→ **Problem description**:
Reproduce every entry below precisely; do not include the pictures.

Referring expression pointing data
......

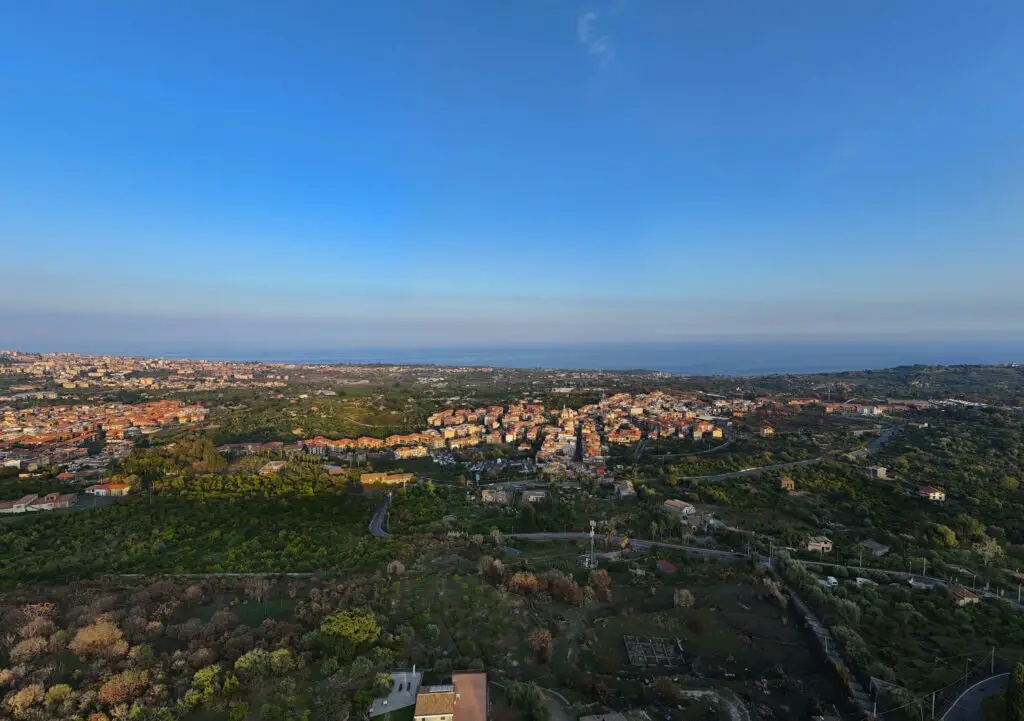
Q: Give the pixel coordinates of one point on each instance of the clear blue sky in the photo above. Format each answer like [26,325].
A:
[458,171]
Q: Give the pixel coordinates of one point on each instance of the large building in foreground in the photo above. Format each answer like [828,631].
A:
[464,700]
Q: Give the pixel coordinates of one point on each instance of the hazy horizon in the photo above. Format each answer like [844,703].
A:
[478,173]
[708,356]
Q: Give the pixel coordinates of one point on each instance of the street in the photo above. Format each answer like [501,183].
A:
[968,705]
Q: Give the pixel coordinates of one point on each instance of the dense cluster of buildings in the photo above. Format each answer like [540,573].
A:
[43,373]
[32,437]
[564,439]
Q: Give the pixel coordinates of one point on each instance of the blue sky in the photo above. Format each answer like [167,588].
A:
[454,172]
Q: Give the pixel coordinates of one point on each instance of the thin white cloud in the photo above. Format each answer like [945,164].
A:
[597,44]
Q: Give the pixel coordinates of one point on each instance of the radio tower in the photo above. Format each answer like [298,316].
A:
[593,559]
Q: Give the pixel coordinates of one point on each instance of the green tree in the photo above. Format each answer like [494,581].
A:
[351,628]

......

→ **Exercise solution**:
Q: Give the pixel coordinates of one point on each instance of the clear blue sky in the photo above. Format each answer like [26,325].
A:
[458,171]
Q: Give the pixel coordinates of one point on each instance of the large building in foreground in the photo above. Format each answer like [828,631].
A:
[464,700]
Q: Give the pixel coordinates of one point on each instance of the hazy horizon in the photo above. Format each answer like [844,703].
A:
[478,173]
[708,356]
Q: Give the pixel coordinates of one point on each instance of the street in the photo above. Format each answer like [501,183].
A:
[968,705]
Q: Give the pixel coordinates of one point on each instance of the dense cluster of buildings in the photo above. Format each answer like [540,573].
A:
[43,373]
[32,437]
[564,439]
Q: Give the pixel coordinates of one point on each instance of the blue sky in the photo above. Format each answer like [167,588].
A:
[454,172]
Q: Give the pixel coordinates of one point on each instance of the thin white cloud in the photo above. Format each answer like [945,164].
A:
[597,44]
Q: Give the pixel coordinates of one point on each instance of the radio tower in the photo above. Format each answer like [298,316].
A:
[593,559]
Q: Give the pixel coordinates of one point on each instance of the green tree in the photo above. Format each answer like [494,581].
A:
[351,628]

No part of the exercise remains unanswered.